▶ INSTRUCTIONS TO FOLLOW
Put every line of the records below into a Markdown table with the columns Row and Line, numbering the rows and skipping blank lines. Leave out the pictures.

━━━━━ DATASET EXTRACT

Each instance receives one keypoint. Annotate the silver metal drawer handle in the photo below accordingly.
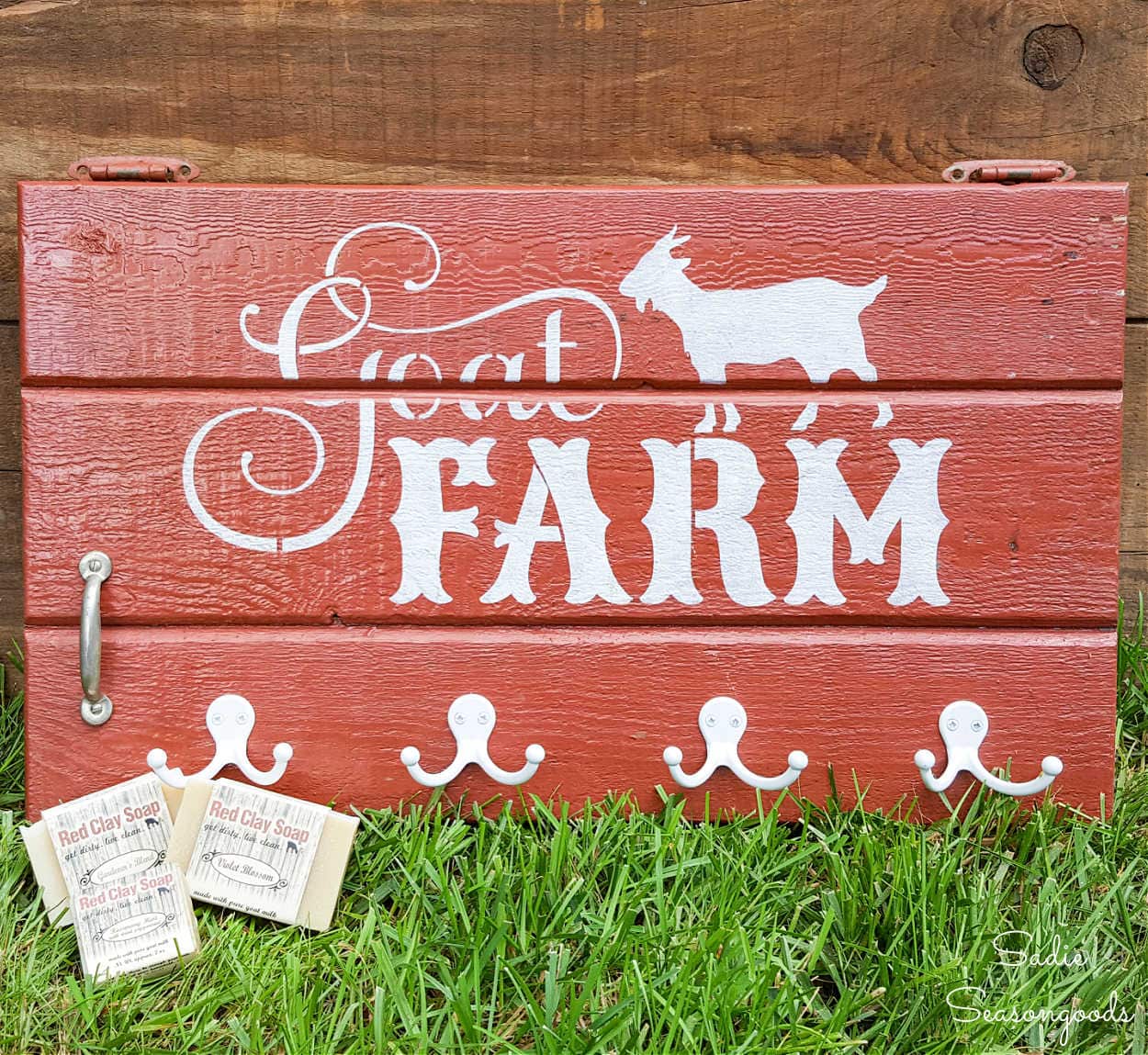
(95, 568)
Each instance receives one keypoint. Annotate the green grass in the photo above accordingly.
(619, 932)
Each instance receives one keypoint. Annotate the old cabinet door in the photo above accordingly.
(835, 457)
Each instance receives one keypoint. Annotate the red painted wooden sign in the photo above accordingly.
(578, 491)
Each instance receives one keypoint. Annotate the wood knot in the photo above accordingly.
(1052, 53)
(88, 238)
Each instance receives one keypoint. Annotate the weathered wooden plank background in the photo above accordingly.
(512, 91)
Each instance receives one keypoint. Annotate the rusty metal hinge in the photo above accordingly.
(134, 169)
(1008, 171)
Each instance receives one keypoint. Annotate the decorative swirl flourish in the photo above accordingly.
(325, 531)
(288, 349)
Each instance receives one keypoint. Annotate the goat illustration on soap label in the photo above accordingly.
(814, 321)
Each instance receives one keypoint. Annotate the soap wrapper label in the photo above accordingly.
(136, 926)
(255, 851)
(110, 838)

━━━━━━━━━━

▶ RESULT BELOW
| Row | Line |
|---|---|
| 1 | Each instance receives one keypoint. Annotate the silver metal drawer handle in the photo below accordingly. |
| 2 | (95, 568) |
| 3 | Each instance receives one keypoint. Annotate the green grass in the photo above accordingly. |
| 4 | (619, 932) |
| 5 | Each instance receives one keypoint. Annotate the old cabinet door in the photo above accordingly. |
| 6 | (835, 457) |
| 7 | Each instance receives one keypoint. Annotate the red painted wooden sign in the photo above accordingly. |
| 8 | (578, 491) |
| 9 | Each instance receives one keypoint. Annotate the wood knot in the photo above accordingly. |
| 10 | (1052, 53) |
| 11 | (88, 238) |
| 12 | Each instance receives one keypoint. Annotate the weathered wooden plank background in the photo above accordingly. |
| 13 | (512, 91) |
| 14 | Each instance receives one keypoint. Annotate the rusty metal hinge in the photo above accordingly. |
| 15 | (134, 169) |
| 16 | (1008, 171) |
| 17 | Each instance receives one keypoint. Annotate the decorative swirl flourish in the photo above accordingly. |
| 18 | (325, 531) |
| 19 | (288, 349) |
| 20 | Each instance receives one keypoint. Annotate the goat illustration on soap label in the photo above accordingly. |
| 21 | (814, 321) |
| 22 | Each instance receives one keypoint. Annotate the soap wrapper label in the photo above accordingly. |
| 23 | (136, 926) |
| 24 | (255, 851) |
| 25 | (110, 838) |